(Location identification items)

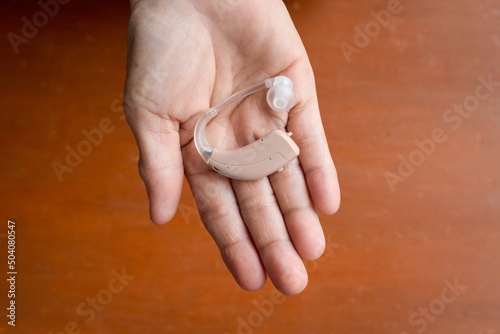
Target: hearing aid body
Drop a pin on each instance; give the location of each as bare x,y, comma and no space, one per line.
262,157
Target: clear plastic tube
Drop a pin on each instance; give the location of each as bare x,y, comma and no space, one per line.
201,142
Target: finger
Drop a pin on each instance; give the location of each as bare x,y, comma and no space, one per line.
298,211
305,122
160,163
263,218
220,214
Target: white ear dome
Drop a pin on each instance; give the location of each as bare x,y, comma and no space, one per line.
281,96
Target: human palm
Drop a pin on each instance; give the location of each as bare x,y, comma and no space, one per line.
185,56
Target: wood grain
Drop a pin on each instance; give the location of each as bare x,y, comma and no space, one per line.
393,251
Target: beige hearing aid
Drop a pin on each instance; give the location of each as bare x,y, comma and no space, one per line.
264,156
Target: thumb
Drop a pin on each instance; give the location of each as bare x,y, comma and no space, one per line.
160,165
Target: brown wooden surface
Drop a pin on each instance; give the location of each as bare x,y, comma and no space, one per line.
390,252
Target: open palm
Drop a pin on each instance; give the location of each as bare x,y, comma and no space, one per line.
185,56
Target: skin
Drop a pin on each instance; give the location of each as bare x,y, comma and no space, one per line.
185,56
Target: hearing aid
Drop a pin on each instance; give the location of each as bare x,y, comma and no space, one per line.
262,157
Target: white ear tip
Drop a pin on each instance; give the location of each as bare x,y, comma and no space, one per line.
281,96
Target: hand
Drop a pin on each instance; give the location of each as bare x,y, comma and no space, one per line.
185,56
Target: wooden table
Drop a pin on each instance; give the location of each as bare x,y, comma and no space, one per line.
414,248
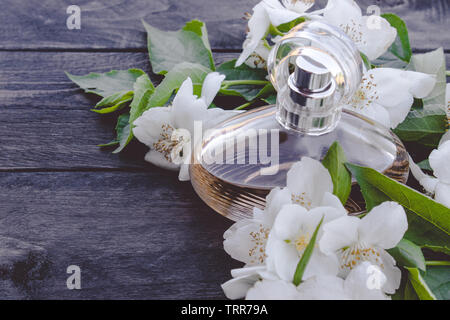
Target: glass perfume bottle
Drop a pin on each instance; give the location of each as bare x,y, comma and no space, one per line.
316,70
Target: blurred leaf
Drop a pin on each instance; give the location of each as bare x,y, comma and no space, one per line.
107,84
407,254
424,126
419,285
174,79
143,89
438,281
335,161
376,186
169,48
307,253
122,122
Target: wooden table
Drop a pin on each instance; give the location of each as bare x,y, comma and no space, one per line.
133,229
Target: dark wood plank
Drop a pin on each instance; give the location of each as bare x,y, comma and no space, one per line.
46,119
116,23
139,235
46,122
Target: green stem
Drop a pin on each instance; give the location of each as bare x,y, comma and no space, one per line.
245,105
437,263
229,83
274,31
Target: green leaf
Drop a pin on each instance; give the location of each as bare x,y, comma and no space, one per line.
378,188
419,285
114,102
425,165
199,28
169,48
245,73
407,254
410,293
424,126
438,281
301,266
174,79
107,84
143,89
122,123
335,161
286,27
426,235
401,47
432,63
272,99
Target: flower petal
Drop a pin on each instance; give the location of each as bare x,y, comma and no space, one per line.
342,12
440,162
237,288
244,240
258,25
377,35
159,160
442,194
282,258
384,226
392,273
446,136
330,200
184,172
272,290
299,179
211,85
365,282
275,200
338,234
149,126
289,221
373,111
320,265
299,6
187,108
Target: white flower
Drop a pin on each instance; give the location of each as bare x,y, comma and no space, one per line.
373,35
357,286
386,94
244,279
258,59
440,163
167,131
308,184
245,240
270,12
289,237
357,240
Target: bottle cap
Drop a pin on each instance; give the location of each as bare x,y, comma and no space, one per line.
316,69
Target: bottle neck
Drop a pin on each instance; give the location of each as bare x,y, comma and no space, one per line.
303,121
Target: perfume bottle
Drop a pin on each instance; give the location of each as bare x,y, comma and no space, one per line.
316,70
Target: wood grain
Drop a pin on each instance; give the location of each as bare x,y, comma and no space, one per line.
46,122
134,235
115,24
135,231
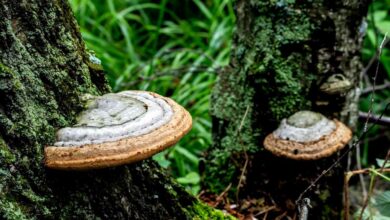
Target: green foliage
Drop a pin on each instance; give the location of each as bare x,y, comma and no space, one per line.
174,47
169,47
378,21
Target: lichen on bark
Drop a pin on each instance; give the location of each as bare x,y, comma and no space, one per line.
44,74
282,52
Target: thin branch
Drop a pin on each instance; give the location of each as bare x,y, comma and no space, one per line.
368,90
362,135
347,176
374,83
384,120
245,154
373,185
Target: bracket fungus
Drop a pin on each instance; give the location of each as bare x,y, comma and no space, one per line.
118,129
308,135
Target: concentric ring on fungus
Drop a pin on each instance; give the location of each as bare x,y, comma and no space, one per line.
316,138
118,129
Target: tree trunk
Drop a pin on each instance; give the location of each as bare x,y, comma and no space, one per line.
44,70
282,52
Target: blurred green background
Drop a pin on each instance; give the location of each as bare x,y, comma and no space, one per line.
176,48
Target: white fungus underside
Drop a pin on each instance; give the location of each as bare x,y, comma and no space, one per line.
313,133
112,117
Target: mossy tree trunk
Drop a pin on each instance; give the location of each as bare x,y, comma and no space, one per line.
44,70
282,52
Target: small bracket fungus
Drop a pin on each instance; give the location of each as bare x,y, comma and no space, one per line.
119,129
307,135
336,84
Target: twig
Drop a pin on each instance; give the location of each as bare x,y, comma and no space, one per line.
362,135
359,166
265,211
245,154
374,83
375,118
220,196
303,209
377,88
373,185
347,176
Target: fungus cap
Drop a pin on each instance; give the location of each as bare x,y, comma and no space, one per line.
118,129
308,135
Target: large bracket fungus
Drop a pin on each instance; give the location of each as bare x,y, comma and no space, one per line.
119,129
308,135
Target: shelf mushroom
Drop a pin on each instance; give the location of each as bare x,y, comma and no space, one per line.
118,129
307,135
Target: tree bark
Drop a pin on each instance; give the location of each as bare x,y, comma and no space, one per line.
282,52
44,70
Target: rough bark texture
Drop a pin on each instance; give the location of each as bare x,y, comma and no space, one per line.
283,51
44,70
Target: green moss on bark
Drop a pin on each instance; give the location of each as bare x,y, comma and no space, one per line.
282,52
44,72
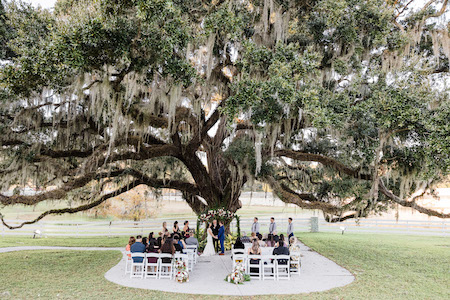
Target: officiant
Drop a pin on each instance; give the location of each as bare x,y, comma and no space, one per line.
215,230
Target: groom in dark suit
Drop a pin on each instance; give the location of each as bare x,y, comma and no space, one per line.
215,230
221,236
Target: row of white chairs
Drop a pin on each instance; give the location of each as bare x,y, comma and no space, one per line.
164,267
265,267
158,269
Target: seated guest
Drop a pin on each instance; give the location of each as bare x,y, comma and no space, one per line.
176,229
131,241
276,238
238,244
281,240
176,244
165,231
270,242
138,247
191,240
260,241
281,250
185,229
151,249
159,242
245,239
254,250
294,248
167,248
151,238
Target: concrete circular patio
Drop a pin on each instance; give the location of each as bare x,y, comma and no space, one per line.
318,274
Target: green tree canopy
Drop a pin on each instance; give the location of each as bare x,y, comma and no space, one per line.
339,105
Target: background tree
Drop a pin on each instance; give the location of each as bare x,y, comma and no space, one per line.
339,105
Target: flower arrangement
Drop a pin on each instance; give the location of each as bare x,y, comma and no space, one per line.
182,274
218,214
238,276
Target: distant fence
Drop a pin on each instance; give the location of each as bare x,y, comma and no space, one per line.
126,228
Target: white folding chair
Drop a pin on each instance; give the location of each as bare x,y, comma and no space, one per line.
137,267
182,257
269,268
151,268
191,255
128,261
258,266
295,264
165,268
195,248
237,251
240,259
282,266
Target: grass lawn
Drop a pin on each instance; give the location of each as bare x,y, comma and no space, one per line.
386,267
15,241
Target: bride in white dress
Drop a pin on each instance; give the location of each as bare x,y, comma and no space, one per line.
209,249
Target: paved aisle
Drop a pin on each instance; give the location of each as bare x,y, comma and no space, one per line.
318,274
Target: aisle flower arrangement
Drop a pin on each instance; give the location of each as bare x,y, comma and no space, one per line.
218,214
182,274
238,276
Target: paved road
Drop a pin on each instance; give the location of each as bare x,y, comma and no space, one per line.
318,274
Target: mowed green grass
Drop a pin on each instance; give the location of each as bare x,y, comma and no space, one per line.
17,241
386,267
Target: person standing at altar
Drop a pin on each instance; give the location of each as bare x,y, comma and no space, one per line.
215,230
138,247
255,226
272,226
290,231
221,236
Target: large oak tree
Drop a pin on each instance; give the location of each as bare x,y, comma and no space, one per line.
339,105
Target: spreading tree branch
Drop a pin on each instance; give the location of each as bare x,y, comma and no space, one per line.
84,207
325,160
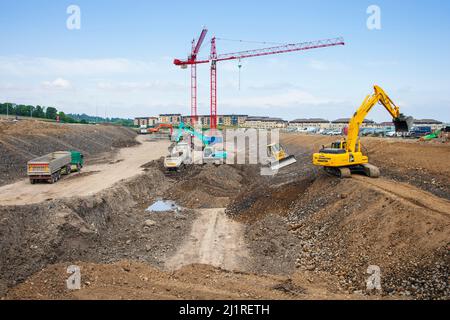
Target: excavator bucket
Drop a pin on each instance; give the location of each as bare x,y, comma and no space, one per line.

Task brief:
Exactly as written, set down the lines from the line holding "Target: person standing at altar" to the last line of the data, both ends included, pictures excluded.

Final answer:
Target: person standing at altar
Drop a pin on each instance; give the location of each as bare x,y, comma and no space, one per line.
215,230
138,247
255,226
272,226
290,231
221,236
Target: large oak tree
Drop a pin on each instance; give the location of each as bare x,y, comma and no space, one per line.
339,105
Target: spreading tree branch
Drop a pin on each instance; give the location of each as bare x,y, comma and no space, one per line.
84,207
325,160
Target: excavator bucket
Drop a pin on each instance; give the location of each as bare x,y, comma and no space, one per line.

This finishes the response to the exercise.